Collected data
==============================

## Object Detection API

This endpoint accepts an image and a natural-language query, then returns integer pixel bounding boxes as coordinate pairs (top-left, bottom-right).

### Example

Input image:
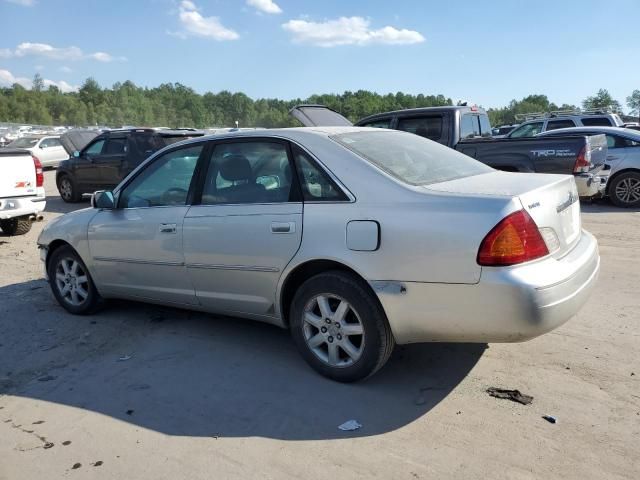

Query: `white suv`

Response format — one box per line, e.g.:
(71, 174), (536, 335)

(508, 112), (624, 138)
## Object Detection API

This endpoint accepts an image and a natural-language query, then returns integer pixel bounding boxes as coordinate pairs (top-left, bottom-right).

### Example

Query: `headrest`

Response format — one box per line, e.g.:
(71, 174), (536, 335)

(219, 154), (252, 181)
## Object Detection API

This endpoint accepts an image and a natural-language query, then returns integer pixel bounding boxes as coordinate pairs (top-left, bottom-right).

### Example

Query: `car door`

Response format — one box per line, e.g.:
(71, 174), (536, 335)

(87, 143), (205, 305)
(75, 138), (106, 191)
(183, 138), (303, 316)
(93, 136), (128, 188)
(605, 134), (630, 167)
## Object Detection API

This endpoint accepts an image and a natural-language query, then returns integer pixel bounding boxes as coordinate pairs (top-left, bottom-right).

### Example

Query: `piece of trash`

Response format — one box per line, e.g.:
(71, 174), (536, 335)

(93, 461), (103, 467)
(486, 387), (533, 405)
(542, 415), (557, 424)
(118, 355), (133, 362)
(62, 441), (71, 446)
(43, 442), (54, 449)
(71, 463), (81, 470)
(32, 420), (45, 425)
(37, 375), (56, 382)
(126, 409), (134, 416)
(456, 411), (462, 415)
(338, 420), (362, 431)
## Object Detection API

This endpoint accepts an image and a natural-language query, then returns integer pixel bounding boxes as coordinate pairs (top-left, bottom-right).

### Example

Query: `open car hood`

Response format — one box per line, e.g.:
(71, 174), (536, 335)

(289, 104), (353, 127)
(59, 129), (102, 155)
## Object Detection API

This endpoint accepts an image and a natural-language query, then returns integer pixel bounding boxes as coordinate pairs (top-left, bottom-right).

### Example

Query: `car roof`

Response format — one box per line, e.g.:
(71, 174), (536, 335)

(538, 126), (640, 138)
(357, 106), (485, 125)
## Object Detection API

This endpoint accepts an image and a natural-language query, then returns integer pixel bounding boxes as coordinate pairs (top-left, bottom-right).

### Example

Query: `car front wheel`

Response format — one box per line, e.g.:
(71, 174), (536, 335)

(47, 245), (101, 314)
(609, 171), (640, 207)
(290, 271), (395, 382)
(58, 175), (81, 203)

==============================

> _Task to complete_
Every entry should be returned exactly as written, minus the pictures.

> _Written solution_
## Object Detection API

This endpoint accepts an image and a natural-language query, then returns integer pixel bounding boxes as coordinate pairs (top-left, bottom-right).

### Example

Input image:

Query: `white suv`

Response format — one box per line, e.g.:
(71, 174), (536, 335)

(508, 112), (624, 138)
## Object Detection API

This endpoint accepts an image and a natural-language query, then returns integer pixel bounding boxes as coordinate pairs (top-left, bottom-right).

### Example

Query: `headrest`

Response format — one box per line, e.g.:
(71, 174), (536, 335)

(219, 154), (252, 181)
## Object Detection API

This endpoint accepts an image and a natural-language query, then returns integer pixel bounding boxes as coordinate pairs (top-left, bottom-right).

### Example

Query: `car door`

Response format — one box per line, e.g.:
(71, 174), (536, 335)

(87, 143), (205, 305)
(75, 138), (106, 191)
(183, 138), (303, 316)
(93, 136), (128, 188)
(605, 134), (630, 167)
## Object Detection API

This endpoint accepts an image and a natural-language query, then returns integer pixel bounding boxes as coordinate pairs (top-left, bottom-right).

### Example

Query: `piece of trash`

Response format — one box per line, e.g.:
(71, 174), (536, 335)

(93, 461), (103, 467)
(486, 387), (533, 405)
(542, 415), (557, 424)
(118, 355), (133, 362)
(62, 441), (71, 446)
(43, 442), (54, 449)
(71, 463), (81, 470)
(32, 420), (45, 425)
(37, 375), (56, 382)
(126, 409), (134, 416)
(456, 411), (462, 415)
(338, 420), (362, 431)
## Object Detection API

This endpoint accepts an image and a natural-language query, then returns integer pixel bounding boxes as coordinate pairs (top-left, bottom-right).

### Example

Query: `open car hood`

Response format — one box per line, e.g.:
(71, 174), (536, 335)

(289, 104), (353, 127)
(59, 129), (102, 155)
## Object Detection API

This endpoint accepts an image and a natural-language query, then returns integer pixel bounding boxes as coordinate pairs (top-left, bottom-right).

### Example

Query: `car roof`

Response format — one box per line, e.g.:
(71, 174), (536, 335)

(538, 126), (640, 138)
(357, 106), (485, 125)
## Object Detection API

This endpoint accepts an image and a natural-language query, then returns integer pixel bounding boxes as coordinate pairs (top-left, bottom-right).

### Example

Query: `car front wheel`

Response format — one box per line, e.g.:
(71, 174), (536, 335)

(47, 245), (101, 314)
(609, 171), (640, 207)
(290, 271), (395, 382)
(58, 175), (81, 203)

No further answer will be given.